ИСХОДНЫЙ ТЕКСТ:
ЭТО ПОДДЕРЖИВАЕМОЕ ЗЕРКАЛО САЙТА DODONTITIKAKA.NAROD.RU - NAROD.RU УМЕР
ТАК КАК СЕРВИС UCOZ ОЧЕНЬ ОГРАНИЧЕН, СТАТЬИ ПУБЛИКУЮТСЯ НА НЕСКОЛЬКИХ СТРАНИЦАХ
БАРКУЛАБОВСКАЯ ЛЕТОПИСЬ
ЖИЗНЬ В СЕЛЬСКОЙ ПРОВИНЦИИ ВКЛ
НА РУБЕЖЕ 16-17 ВЕКОВ
ЧАСТЬ 1
1. ОБЩИЙ АНАЛИЗ
Место, где была написана так называемая «Баркулабовская летопись», не вызывает сомнения ни у одного исследователя – это селение Баркулабово (теперь Борколабово), в 10 километрах к северу от Быхова прямо на дороге, ведущей на Могилев. Время, когда писалась летопись, тоже определено – это самое начало 17 века.
Мы склонны разделять «Баркулабовскую летопись» на три периода летописания. Начинается летопись с «сухого исторического» периода с 1545 до 1564 годы, где сведения приведены в виде единичных отрывочных исторических сведений масштаба страны (Брестский сойм, захват Полоцка Иваном 4-ым Ужасным, легендой основания Могилева). Вторая «живая народная» часть начинается от 1564 и заканчивается последними строками, датируемыми 1608 годом. Третья часть датируется 1635 годом и представлена единственным последним абзацем, повествующим о событиях, когда Королю Речи Посполитой Владиславу под Смоленском сдался полководец Московский Шеин.
На основании изучения первоисточника, приведенного в Полном Собрании Русских Летописей, т. 32, мы заключаем следующее:
1. Летопись за исключением последнего абзаца писана одним человеком.
На эту мысль наталкивает факт, что основной материал, представленный второй частью, писан единым живым народным стилем за период в 44 года, то есть на протяжении жизни человека. Почти без сомнений мы признаем, что этот человек перед началом своего прижизненного летописания посвятил начало своего труда сухому изложению важнейших событий, которые он помнил из раннего детства и которые еще оставались на людской памяти.

МАТЕРИАЛ:
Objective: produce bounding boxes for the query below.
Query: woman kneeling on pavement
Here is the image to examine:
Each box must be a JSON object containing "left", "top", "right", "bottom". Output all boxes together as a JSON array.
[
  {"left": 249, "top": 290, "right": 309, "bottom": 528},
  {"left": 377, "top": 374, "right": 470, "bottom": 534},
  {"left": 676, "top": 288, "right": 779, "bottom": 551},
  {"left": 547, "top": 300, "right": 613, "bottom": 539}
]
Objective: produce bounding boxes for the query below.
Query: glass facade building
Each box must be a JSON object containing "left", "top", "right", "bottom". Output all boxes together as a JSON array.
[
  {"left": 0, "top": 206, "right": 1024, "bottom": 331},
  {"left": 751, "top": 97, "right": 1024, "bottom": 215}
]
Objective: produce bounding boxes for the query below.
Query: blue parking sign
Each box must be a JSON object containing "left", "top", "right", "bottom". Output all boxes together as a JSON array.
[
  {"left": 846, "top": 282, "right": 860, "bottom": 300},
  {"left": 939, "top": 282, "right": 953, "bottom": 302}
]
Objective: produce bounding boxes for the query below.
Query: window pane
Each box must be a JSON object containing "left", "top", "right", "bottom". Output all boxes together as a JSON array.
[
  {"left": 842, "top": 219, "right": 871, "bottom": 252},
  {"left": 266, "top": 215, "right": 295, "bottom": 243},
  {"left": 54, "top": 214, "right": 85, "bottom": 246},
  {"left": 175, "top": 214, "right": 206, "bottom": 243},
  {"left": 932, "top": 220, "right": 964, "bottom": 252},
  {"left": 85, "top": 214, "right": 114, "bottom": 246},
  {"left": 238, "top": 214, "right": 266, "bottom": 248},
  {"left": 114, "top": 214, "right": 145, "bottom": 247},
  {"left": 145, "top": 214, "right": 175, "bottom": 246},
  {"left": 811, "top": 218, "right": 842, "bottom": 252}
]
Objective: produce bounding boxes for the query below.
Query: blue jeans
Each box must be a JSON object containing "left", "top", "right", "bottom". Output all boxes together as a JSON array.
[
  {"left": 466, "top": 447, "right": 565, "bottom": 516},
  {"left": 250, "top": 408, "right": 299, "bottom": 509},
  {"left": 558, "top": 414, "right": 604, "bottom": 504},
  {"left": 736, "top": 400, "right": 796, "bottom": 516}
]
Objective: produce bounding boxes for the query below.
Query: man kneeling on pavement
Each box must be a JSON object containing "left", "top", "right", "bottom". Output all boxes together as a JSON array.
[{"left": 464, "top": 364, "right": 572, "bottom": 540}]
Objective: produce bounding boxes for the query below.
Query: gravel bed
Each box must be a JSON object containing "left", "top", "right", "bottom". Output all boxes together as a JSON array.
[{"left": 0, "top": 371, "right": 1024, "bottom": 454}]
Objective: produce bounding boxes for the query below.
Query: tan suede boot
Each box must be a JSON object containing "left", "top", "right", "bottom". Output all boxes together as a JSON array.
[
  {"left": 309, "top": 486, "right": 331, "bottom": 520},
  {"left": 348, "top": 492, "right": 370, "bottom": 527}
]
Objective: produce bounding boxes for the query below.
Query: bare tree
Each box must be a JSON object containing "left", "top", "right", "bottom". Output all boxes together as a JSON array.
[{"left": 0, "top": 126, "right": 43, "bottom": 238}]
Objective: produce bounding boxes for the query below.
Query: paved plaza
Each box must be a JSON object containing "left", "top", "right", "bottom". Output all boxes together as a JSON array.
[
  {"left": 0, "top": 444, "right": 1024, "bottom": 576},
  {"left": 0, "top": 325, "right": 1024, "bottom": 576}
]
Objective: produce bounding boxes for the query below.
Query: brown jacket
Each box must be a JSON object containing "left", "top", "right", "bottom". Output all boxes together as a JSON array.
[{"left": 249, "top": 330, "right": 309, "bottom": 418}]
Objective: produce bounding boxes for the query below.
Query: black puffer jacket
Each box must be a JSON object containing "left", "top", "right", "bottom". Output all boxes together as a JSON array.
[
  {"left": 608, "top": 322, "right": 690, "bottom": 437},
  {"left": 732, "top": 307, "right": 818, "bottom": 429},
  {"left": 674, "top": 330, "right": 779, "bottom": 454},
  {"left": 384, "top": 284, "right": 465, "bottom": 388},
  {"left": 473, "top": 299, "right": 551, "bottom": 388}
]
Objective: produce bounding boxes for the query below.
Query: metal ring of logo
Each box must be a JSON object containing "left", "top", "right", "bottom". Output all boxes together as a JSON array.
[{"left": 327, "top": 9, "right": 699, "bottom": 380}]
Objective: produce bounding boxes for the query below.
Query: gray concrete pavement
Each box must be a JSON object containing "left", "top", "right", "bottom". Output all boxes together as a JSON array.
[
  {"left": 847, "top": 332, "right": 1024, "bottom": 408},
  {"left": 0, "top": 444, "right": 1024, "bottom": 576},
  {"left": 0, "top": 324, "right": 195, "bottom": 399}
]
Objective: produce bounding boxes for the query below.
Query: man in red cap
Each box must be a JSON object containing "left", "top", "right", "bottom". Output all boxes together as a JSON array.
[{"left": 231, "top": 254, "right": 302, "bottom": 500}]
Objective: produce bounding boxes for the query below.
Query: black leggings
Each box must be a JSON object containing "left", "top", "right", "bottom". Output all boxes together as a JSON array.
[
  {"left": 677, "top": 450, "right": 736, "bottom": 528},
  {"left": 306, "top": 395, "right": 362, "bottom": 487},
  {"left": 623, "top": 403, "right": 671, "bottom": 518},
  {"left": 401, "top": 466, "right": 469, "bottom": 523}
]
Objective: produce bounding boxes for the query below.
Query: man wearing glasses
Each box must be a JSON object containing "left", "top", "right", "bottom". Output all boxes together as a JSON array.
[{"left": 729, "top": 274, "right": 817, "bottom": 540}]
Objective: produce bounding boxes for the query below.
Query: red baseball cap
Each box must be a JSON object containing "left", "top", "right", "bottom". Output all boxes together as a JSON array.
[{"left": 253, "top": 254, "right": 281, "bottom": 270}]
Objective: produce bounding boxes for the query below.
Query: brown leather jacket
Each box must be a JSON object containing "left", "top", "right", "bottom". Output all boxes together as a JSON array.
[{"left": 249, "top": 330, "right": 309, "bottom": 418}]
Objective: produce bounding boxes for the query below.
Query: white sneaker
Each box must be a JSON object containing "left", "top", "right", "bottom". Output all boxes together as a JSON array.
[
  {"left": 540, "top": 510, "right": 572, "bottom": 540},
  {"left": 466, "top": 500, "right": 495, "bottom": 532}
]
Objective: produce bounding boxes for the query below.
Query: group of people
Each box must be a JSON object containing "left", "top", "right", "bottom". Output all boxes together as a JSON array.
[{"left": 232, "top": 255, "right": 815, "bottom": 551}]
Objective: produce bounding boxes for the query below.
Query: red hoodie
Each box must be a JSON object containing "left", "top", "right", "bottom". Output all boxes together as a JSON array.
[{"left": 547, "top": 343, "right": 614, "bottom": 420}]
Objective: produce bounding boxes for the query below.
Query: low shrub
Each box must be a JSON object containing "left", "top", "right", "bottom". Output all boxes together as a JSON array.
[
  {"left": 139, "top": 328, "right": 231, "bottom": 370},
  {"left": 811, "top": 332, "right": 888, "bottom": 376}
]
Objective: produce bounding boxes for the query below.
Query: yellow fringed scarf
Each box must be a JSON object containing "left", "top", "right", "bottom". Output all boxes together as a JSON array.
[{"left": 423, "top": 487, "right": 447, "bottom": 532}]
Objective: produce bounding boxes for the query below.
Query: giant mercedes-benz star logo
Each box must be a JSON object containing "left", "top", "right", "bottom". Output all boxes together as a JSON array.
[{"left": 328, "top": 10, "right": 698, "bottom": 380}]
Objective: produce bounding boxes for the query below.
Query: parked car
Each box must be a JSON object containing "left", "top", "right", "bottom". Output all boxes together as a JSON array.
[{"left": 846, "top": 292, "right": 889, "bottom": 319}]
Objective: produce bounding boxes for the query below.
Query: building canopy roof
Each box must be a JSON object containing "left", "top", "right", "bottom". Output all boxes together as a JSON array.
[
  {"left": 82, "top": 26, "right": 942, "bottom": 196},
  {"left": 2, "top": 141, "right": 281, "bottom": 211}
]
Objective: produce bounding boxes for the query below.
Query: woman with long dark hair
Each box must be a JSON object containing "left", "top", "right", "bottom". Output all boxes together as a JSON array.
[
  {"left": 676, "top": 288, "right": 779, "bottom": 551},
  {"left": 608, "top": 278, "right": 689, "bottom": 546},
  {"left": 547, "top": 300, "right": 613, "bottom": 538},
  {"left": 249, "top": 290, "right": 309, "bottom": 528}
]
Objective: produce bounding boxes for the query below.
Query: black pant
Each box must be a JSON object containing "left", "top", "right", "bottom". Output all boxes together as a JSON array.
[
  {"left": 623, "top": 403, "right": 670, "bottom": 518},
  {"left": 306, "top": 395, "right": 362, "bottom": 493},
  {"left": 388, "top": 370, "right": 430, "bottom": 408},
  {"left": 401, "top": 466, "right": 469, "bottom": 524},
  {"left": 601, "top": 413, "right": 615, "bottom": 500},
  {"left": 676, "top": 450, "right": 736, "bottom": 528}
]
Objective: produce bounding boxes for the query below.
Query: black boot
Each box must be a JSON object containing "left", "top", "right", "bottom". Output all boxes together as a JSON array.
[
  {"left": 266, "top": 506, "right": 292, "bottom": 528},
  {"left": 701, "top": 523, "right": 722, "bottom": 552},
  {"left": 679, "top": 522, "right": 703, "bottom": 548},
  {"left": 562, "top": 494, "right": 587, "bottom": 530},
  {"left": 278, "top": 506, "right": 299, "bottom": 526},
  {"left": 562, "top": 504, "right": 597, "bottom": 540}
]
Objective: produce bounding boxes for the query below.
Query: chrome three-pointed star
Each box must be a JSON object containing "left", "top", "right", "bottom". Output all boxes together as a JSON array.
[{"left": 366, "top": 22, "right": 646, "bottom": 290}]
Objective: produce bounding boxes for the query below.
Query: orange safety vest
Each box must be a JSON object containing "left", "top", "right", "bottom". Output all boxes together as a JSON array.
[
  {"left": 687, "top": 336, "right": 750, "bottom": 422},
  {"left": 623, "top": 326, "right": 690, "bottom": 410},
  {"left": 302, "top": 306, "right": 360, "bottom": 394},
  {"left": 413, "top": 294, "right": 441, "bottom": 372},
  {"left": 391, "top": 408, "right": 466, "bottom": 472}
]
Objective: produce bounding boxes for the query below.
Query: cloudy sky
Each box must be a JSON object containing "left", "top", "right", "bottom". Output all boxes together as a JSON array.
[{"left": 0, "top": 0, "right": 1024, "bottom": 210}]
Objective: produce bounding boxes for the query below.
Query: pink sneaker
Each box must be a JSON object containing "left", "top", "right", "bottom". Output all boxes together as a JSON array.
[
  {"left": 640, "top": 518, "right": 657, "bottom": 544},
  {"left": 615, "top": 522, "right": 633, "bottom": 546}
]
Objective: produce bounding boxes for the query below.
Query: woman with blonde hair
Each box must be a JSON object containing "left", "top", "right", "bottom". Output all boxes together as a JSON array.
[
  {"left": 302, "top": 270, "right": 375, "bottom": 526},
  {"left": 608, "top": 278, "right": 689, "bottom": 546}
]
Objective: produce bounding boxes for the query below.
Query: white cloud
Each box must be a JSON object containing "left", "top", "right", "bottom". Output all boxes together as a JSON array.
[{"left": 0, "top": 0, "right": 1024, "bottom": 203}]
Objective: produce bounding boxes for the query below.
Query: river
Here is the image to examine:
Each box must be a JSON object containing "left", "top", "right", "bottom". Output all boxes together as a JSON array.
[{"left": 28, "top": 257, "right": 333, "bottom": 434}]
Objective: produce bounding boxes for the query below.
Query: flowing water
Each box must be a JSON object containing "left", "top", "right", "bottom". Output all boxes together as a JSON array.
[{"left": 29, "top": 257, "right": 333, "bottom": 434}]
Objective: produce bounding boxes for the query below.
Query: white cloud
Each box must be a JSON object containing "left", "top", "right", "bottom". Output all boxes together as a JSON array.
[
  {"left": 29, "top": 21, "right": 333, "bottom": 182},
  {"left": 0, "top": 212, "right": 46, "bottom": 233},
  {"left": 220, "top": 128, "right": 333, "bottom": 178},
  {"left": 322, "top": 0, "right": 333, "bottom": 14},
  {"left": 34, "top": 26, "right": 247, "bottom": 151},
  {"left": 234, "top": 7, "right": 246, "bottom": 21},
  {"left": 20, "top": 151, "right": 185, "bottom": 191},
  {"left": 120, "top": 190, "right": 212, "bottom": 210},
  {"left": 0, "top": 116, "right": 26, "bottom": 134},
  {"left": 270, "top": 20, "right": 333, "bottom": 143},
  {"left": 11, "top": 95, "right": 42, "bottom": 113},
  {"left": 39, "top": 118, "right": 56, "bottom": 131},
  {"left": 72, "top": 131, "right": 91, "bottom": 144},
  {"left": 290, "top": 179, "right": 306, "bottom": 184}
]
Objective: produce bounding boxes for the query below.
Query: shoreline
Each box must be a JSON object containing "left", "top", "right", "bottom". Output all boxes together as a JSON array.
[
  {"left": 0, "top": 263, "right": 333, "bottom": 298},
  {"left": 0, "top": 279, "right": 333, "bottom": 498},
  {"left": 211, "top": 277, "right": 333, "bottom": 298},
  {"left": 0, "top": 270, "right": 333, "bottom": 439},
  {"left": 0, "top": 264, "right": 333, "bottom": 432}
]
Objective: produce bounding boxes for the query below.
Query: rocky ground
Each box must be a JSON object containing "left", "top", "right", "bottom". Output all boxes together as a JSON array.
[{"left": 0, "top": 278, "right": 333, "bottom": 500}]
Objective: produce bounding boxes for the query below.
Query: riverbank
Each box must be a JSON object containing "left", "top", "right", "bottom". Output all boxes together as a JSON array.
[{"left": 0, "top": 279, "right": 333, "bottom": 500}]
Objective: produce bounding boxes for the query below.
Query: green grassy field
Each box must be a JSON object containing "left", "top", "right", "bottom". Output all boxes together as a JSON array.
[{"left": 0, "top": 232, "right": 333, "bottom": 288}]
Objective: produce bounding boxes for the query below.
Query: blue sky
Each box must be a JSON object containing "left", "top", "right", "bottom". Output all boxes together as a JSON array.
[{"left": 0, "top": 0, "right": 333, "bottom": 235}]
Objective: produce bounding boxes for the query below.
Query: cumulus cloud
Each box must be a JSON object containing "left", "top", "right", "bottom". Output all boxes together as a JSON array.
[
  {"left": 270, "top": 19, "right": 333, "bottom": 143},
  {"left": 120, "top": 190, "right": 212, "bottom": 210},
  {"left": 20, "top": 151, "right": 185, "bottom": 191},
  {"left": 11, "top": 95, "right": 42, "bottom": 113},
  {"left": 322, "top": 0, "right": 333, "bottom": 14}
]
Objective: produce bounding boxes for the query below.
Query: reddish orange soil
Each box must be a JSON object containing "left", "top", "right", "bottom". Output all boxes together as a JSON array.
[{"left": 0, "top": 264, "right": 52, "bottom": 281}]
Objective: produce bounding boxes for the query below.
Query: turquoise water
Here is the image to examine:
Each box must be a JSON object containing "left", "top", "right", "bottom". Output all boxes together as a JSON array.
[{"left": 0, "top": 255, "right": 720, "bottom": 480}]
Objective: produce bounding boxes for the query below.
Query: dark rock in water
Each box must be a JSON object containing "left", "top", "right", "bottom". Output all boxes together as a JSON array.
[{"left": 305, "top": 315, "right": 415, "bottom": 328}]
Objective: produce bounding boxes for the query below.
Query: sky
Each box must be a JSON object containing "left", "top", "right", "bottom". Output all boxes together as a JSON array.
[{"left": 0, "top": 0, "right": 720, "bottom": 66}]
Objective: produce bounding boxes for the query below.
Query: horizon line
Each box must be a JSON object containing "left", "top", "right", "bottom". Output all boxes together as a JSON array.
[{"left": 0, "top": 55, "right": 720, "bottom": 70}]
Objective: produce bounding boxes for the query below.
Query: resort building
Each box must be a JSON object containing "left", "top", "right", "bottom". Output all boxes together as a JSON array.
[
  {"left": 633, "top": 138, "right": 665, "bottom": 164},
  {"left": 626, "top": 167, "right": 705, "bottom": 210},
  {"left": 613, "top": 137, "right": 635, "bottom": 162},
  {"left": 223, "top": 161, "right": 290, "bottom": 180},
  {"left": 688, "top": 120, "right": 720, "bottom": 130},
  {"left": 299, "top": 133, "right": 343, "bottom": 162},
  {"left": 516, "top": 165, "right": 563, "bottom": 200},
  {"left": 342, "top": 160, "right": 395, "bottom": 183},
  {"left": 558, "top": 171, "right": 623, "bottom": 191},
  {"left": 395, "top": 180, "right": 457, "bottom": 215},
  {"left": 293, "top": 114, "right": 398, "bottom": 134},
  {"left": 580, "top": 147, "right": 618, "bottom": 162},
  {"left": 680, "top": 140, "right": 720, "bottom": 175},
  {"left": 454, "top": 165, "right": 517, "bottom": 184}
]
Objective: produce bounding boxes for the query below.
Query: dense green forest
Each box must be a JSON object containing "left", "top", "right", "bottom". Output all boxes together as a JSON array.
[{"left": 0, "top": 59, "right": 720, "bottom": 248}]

ЦЕЛЬ ЗАДАНИЯ: Перепишите дословно из текста о Баркулабовской летописи кусок, который начинается словами «ЭТО ПОДДЕРЖИВАЕМОЕ ЗЕРКАЛО» и кончается словами «начало 17 века.».

ОТВЕТ К ЗАДАНИЮ:
ЭТО ПОДДЕРЖИВАЕМОЕ ЗЕРКАЛО САЙТА DODONTITIKAKA.NAROD.RU - NAROD.RU УМЕР
ТАК КАК СЕРВИС UCOZ ОЧЕНЬ ОГРАНИЧЕН, СТАТЬИ ПУБЛИКУЮТСЯ НА НЕСКОЛЬКИХ СТРАНИЦАХ
БАРКУЛАБОВСКАЯ ЛЕТОПИСЬ
ЖИЗНЬ В СЕЛЬСКОЙ ПРОВИНЦИИ ВКЛ
НА РУБЕЖЕ 16-17 ВЕКОВ
ЧАСТЬ 1
1. ОБЩИЙ АНАЛИЗ
Место, где была написана так называемая «Баркулабовская летопись», не вызывает сомнения ни у одного исследователя – это селение Баркулабово (теперь Борколабово), в 10 километрах к северу от Быхова прямо на дороге, ведущей на Могилев. Время, когда писалась летопись, тоже определено – это самое начало 17 века.